Records excerpted from a collection
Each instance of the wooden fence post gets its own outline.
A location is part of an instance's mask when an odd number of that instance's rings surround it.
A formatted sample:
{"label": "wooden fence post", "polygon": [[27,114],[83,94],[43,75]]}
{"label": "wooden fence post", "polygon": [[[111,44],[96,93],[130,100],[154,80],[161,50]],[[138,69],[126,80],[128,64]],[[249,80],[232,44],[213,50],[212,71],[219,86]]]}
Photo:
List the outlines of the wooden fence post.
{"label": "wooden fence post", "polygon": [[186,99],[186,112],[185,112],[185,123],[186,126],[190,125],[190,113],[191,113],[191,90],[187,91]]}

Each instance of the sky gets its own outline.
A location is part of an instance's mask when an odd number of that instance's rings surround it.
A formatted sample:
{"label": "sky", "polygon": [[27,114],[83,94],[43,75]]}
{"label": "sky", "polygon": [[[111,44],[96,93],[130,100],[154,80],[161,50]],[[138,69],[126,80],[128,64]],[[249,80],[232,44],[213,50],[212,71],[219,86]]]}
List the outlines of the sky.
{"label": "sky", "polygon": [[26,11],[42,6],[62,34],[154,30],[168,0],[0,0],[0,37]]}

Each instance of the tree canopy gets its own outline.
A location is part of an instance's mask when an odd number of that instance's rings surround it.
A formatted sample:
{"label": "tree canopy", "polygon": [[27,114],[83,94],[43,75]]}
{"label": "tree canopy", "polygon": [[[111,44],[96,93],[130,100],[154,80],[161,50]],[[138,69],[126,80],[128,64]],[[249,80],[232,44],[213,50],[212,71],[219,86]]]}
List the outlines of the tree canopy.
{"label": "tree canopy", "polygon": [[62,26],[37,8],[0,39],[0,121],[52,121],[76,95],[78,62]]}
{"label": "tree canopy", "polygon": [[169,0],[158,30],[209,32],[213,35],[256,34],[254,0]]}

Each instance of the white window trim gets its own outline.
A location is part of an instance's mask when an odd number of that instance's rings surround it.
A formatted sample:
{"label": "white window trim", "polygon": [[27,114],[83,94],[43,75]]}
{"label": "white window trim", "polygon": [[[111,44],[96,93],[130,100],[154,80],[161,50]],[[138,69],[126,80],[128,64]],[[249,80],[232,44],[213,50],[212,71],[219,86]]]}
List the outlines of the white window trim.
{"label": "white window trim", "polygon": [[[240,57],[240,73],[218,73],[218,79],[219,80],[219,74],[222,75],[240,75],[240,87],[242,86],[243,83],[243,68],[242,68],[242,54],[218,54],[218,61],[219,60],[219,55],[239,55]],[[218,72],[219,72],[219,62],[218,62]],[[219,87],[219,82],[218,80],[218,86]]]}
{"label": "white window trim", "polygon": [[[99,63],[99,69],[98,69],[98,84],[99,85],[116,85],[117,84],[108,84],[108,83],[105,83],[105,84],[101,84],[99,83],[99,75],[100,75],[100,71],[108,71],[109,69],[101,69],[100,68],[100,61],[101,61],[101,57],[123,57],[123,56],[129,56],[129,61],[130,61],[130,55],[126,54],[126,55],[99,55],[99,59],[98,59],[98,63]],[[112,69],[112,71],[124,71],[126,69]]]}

WHAT THE TASK REQUIRES:
Using the material above, extract the line that contains "Each instance of the white" and every line after it, exactly as given; stop at the last line.

THE COMPLETED TASK:
Each instance of the white window trim gets its own outline.
A location is part of an instance's mask when an odd number of that instance's rings surround it.
A formatted sample:
{"label": "white window trim", "polygon": [[27,114],[83,94],[43,75]]}
{"label": "white window trim", "polygon": [[[111,44],[96,93],[130,100],[154,80],[161,50]],[[138,69],[126,80],[128,64]],[[249,80],[232,44],[213,50],[212,71],[219,86]]]}
List the outlines of the white window trim.
{"label": "white window trim", "polygon": [[[240,57],[240,73],[218,73],[218,79],[219,80],[219,74],[222,75],[240,75],[240,87],[242,86],[243,83],[243,68],[242,68],[242,54],[218,54],[218,61],[219,60],[219,55],[239,55]],[[218,72],[219,72],[219,62],[218,62]],[[219,87],[219,82],[218,80],[218,86]]]}
{"label": "white window trim", "polygon": [[[99,63],[99,69],[98,69],[98,84],[99,85],[116,85],[117,84],[108,84],[108,83],[105,83],[105,84],[101,84],[99,83],[99,75],[100,75],[100,71],[108,71],[109,69],[101,69],[100,68],[100,61],[101,61],[101,57],[123,57],[123,56],[129,56],[129,61],[130,61],[130,55],[126,54],[126,55],[99,55],[99,59],[98,59],[98,63]],[[112,69],[112,71],[124,71],[126,69]]]}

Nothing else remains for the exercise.